# Parts of the exercise
1/ In the notes on geography and growth, when does the reversal of fortune take place?
2/ Summarize the notes on geography and growth in two sentences.
3/ Write a continuation of the notes on geography and growth, starting after their last line.

# Excerpt
::::

What do Bloom and Sachs (2001) say about Malaria?
- Malaria alone reduces the annual growth rate of sub-Saharan African economies by 26% a year.
- Had Malaria been eradicated in 1950, income per capita would be double what it is presently.
Why do poorer economies have a lack of access to trade and outside influences?
- Lack of technological innovation.
- High transportation costs, distance to markets and poor infrastructure.
- Bad economic institutions because of power and colonial rule legacy.
What are the policy implications to the geography problem?
- Solutions need to integrate ecology and economics.
- Solutions need to target specific country conditions.
What are some of the criticisms of Sachs’s arguments?
- if geography is bad for growth its effect should surely have been constant over time? Societies in the tropics historically have not always been poor e.g. Egypt, Aztecs etc.
What is the reversal of fortune (Acemoglu 2002)
- Took place at the end of the 1700s.

::::

# Listed records

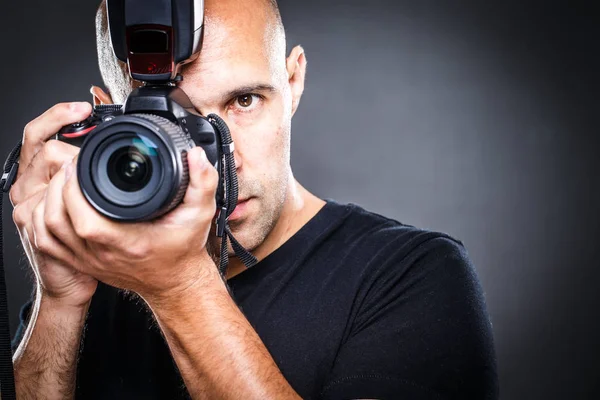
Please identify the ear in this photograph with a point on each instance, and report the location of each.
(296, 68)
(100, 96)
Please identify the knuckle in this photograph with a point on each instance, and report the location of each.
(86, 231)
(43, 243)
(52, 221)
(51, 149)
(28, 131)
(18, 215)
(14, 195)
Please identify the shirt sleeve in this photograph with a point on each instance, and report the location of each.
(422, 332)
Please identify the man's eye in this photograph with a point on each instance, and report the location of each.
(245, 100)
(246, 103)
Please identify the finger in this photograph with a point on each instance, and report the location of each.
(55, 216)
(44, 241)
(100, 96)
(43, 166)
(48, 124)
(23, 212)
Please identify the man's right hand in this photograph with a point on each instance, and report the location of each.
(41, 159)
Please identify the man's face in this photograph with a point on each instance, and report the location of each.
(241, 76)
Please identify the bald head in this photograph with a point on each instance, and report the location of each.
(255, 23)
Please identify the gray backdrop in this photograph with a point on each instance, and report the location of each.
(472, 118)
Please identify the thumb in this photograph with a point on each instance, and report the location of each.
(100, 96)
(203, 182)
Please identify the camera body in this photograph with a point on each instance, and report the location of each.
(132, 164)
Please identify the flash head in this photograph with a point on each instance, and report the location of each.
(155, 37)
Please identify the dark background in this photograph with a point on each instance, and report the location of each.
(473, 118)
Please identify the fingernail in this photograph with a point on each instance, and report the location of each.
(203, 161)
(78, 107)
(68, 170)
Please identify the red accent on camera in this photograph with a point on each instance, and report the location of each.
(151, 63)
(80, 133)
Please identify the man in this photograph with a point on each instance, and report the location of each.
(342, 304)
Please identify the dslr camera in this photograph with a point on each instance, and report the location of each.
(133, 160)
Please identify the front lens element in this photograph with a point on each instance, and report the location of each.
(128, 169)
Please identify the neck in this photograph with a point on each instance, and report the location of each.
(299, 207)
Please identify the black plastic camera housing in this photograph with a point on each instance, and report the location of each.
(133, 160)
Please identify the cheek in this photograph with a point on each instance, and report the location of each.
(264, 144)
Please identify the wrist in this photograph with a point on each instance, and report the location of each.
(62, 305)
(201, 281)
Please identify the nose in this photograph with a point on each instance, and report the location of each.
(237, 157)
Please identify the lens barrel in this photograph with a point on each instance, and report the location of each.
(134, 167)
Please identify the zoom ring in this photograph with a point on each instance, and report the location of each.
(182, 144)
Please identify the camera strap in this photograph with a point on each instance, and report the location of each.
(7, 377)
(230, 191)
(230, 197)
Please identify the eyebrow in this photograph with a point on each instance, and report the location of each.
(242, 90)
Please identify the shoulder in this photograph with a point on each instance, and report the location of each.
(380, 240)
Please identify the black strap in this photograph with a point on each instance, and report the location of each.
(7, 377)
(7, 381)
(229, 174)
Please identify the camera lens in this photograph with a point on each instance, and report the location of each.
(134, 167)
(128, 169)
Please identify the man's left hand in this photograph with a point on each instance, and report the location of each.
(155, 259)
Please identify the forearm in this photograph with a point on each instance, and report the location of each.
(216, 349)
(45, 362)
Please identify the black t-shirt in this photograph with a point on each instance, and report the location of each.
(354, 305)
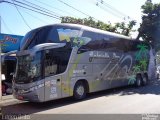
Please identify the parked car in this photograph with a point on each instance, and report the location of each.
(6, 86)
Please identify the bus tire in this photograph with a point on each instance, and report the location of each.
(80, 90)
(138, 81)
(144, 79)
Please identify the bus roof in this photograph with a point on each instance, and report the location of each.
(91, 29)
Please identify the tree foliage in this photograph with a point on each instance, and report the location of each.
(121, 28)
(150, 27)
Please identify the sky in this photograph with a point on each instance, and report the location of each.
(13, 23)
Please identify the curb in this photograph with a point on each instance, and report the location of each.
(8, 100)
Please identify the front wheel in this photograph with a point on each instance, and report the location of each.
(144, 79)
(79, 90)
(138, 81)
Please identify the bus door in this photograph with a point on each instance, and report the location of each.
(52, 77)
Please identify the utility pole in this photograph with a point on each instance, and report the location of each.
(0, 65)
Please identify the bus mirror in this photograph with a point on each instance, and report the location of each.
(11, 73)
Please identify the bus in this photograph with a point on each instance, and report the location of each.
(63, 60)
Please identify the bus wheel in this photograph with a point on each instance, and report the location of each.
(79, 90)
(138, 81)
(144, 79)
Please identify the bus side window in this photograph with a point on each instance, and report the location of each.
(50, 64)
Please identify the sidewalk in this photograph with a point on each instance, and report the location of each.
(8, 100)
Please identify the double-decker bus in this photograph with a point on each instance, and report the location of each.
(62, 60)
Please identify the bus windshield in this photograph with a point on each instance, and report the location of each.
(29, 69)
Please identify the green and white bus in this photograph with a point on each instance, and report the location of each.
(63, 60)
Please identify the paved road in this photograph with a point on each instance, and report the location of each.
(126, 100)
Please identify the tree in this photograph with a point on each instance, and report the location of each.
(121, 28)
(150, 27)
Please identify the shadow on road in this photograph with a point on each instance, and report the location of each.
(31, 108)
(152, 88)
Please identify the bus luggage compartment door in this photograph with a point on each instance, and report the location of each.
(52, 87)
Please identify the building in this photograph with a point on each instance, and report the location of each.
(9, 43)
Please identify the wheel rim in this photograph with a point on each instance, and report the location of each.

::::

# Responses to the tasks
1/ At the end of the 1700s.

2/ The notes report Bloom and Sachs's claim that malaria reduces the growth of sub-Saharan African economies, and they attribute poorer economies' lack of access to trade to weak technological innovation, high transportation costs, distance to markets, poor infrastructure, and bad institutions left by power and colonial rule. Policy solutions should integrate ecology and economics and target specific country conditions, while a criticism of Sachs holds that geography's effect should have been constant over time even though tropical societies such as Egypt and the Aztecs were not always poor.

3/
- Caused by colonisation and by the different institutions established in the colonies depending on existing wealth and population:
- Relatively better institutions emerged in places that had favourable conditions and were sparsely settled - e.g. compare the United States vs. the Caribbean (slavery). -
- Geographical factors (natural resources, climate, distance from markets, etc.) were important in determining what types of institutions would be established.
What is the institutional hypothesis?
Acemoglu - some countries have better institutions that facilitate investment in physical capital, human capital and technology. Others do not.
How should institutions be defined?
- A set of humanly devised behavioural rules that govern and shape interactions of human beings, in part by helping them to form expectations of what others will do.
- Can be formal - Constitutions, laws, contracts etc.
- Can be informal - norms, customs, ideologies etc.